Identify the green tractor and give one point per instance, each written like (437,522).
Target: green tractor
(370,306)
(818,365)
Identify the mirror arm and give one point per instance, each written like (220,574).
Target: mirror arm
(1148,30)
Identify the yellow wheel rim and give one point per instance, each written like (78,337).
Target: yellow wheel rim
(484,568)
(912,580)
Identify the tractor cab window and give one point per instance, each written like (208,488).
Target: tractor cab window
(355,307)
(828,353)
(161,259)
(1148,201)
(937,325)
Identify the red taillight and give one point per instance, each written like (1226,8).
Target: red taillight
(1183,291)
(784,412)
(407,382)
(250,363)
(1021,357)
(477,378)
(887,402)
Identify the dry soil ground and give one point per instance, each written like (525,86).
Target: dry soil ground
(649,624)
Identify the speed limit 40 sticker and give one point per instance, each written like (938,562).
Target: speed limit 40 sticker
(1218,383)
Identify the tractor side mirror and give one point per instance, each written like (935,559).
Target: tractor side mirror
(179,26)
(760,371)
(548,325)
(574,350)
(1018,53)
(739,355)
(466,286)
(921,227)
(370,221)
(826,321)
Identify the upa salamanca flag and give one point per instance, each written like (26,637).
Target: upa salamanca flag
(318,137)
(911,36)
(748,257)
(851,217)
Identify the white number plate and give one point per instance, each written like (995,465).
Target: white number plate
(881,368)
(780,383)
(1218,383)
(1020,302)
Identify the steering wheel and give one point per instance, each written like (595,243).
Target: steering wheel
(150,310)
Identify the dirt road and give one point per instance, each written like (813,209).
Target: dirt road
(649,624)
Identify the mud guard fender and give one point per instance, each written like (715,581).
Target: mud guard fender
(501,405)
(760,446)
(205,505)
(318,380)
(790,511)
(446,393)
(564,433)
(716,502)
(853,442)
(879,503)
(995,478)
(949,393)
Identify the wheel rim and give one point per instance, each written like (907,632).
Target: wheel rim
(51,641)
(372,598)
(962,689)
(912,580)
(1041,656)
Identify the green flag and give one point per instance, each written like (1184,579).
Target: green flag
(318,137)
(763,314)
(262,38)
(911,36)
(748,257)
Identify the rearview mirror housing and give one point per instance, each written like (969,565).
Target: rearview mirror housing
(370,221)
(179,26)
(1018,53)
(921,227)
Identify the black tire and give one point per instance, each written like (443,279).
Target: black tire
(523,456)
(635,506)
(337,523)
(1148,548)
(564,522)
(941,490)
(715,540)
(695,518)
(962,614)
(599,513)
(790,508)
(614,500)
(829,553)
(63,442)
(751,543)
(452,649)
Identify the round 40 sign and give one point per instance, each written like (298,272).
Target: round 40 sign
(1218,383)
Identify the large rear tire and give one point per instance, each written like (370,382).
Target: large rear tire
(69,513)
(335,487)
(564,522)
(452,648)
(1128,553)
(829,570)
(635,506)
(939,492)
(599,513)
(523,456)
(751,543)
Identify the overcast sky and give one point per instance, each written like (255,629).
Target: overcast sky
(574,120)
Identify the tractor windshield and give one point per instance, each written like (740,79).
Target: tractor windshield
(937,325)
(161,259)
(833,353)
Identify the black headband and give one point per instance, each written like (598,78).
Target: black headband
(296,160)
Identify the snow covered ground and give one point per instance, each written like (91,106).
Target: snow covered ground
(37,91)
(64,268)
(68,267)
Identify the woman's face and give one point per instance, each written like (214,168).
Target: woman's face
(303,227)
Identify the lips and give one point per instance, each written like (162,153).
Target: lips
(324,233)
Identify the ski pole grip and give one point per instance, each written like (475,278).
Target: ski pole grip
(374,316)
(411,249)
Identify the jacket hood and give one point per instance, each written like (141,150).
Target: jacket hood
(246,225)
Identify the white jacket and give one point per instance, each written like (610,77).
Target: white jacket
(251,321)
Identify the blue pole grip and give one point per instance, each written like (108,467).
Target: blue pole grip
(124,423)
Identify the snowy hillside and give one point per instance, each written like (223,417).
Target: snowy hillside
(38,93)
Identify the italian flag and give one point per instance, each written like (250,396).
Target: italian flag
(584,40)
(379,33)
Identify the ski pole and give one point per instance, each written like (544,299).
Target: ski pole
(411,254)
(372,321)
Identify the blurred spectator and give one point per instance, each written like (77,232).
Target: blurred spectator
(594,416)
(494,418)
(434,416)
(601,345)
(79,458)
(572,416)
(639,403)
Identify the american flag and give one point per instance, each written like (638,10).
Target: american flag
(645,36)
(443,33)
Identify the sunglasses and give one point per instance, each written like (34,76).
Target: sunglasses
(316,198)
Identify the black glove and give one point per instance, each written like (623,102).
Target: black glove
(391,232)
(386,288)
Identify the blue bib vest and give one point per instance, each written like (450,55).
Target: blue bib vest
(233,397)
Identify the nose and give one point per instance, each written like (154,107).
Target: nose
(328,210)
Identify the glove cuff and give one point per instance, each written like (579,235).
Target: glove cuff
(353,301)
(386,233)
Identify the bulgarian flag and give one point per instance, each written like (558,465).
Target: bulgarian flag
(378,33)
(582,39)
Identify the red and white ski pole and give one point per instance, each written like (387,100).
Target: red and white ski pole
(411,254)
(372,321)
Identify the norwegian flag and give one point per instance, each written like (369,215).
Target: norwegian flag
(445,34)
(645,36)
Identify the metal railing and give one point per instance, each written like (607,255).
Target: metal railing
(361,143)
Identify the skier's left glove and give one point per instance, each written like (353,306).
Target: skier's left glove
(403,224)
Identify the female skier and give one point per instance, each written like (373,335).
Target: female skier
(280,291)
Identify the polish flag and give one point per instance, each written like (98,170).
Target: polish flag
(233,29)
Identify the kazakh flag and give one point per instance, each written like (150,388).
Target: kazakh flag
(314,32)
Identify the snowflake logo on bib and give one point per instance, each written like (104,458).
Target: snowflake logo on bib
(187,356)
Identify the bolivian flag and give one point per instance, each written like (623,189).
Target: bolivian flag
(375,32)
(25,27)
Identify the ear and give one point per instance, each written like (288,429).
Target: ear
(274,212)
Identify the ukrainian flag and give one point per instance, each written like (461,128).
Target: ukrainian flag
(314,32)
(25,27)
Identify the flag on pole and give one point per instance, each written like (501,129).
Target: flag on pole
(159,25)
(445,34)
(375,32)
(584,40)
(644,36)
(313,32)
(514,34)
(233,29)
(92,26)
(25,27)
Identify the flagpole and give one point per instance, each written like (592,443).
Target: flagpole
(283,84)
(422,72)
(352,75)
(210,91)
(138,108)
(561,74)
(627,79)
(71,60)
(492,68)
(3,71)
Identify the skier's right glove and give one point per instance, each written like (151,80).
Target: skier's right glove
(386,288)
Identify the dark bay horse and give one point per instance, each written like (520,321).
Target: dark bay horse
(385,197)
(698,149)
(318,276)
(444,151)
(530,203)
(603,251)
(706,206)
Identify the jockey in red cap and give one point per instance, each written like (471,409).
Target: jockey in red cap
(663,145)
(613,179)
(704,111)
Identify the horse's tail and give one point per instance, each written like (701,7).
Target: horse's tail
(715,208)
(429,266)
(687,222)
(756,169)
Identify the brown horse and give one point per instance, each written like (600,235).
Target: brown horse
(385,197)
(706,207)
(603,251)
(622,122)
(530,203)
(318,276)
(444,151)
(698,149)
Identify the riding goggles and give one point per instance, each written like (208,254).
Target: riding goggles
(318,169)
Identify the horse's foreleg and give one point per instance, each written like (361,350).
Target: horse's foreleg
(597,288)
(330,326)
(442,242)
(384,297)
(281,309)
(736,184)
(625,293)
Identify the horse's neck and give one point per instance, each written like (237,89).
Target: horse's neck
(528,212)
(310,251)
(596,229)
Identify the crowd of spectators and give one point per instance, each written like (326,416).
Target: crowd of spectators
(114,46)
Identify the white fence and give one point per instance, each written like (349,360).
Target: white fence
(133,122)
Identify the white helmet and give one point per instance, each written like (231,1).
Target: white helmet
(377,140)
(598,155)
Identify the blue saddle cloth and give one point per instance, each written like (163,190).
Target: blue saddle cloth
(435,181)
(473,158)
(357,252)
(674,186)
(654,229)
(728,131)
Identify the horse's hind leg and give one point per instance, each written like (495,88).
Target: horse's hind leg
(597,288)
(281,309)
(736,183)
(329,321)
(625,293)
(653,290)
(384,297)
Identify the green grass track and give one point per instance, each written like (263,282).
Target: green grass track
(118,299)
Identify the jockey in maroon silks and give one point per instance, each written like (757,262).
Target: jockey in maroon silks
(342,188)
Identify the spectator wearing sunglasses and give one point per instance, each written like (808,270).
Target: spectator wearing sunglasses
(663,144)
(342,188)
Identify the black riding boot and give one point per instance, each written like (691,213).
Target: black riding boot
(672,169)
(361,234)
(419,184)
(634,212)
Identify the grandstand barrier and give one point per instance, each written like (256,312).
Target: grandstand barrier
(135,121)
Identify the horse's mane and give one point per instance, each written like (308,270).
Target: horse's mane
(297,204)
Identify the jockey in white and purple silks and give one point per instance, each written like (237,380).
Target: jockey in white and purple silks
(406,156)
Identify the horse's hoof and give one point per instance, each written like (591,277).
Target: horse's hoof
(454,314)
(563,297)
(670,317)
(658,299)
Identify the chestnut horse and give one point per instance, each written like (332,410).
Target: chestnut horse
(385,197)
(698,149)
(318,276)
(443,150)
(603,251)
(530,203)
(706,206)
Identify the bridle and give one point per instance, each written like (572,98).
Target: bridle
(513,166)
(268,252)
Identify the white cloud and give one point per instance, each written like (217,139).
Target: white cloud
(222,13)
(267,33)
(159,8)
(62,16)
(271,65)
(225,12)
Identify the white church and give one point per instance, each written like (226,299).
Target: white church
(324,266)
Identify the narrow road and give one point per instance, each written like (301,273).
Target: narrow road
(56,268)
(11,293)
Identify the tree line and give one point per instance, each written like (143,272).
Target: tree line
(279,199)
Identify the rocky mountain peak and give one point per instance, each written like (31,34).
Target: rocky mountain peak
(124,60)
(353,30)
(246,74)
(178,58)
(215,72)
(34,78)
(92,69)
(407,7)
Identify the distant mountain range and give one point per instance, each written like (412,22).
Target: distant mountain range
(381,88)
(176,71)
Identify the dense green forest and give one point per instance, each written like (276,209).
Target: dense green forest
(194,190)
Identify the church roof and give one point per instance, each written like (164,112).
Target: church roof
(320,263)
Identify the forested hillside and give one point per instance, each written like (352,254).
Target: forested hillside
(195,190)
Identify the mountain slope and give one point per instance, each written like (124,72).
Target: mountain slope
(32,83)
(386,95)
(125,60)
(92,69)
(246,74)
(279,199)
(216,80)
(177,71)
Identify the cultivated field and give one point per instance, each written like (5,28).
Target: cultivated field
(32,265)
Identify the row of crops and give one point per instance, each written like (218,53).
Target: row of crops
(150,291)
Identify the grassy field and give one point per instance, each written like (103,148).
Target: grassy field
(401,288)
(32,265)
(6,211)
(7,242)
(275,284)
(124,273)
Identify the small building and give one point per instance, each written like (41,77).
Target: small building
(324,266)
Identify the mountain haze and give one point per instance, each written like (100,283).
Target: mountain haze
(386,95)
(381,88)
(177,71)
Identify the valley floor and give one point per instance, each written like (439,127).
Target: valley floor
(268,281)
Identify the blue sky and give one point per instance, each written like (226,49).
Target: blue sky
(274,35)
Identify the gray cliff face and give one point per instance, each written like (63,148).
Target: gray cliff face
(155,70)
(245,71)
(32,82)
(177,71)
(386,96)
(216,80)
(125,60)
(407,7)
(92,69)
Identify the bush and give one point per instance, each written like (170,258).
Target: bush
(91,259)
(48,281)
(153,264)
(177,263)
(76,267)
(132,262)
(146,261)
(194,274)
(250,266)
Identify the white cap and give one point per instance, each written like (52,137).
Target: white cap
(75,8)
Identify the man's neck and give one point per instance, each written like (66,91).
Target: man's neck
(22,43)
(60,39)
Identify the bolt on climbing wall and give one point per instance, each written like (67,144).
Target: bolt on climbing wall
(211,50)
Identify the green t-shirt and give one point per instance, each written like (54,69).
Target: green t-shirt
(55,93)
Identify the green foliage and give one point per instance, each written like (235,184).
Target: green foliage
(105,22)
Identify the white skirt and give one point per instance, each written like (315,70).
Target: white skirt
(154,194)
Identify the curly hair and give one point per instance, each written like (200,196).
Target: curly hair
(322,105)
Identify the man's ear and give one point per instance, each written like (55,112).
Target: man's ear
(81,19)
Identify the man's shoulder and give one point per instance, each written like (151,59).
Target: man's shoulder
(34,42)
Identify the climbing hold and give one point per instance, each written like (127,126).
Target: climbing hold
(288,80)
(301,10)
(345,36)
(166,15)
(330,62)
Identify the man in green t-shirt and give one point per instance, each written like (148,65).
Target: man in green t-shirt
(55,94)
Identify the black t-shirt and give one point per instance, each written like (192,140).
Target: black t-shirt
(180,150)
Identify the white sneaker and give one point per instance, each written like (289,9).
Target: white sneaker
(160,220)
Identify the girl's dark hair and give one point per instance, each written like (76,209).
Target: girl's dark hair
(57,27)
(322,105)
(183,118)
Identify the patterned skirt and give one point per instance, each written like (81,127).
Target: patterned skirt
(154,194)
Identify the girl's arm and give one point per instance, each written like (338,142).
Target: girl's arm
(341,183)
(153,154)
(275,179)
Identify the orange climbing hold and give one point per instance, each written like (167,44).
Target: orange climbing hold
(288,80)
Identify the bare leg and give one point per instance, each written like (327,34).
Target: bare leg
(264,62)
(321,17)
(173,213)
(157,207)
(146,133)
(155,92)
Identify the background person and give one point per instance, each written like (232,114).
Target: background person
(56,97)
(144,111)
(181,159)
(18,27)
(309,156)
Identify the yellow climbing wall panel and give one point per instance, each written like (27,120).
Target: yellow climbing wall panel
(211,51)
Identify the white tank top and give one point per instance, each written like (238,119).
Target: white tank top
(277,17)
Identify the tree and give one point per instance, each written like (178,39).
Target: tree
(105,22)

» Task instructions:
Search the listing above for the lines with "Target: gray cliff face" and "Identify the girl's dark", then output those lines and all lines between them exactly.

» Reply:
Target: gray cliff face
(155,70)
(245,71)
(32,82)
(177,71)
(386,96)
(216,80)
(125,60)
(407,7)
(92,69)
Identify the bush and give one point per instance, each written like (170,258).
Target: bush
(91,259)
(48,281)
(153,264)
(177,263)
(76,267)
(132,262)
(146,261)
(194,274)
(250,266)
Identify the white cap and give one point per instance, each written like (52,137).
Target: white cap
(75,8)
Identify the man's neck and give one point per instance, each written like (66,91).
Target: man's neck
(22,43)
(60,39)
Identify the bolt on climbing wall and give one point per instance, each written like (67,144).
Target: bolt on climbing wall
(211,50)
Identify the green t-shirt and give one point per instance, each written like (54,69).
Target: green t-shirt
(55,93)
Identify the green foliage and give one point per instance, each written like (235,184).
Target: green foliage
(105,22)
Identify the white skirt and give one point per instance, each written like (315,70).
Target: white skirt
(154,194)
Identify the curly hair and give one point per instance, each written like (200,196).
Target: curly hair
(322,105)
Identify the man's ear and give one point per instance, each written like (55,112).
Target: man's ear
(81,19)
Identify the man's shoulder and give one point per instance, each written like (151,59).
Target: man's shoulder
(34,42)
Identify the climbing hold and give one point per instance, each written like (127,126).
Target: climbing hold
(288,80)
(301,10)
(345,36)
(166,15)
(330,62)
Identify the man in green t-shirt and give one point per instance, each written like (148,65).
Target: man in green t-shirt
(55,94)
Identify the black t-shirt and give one point per instance, each written like (192,140).
Target: black t-shirt
(180,150)
Identify the white sneaker and give one point per instance, each written like (289,9).
Target: white sneaker
(160,220)
Identify the girl's dark hair and give one point per instance, each written like (76,209).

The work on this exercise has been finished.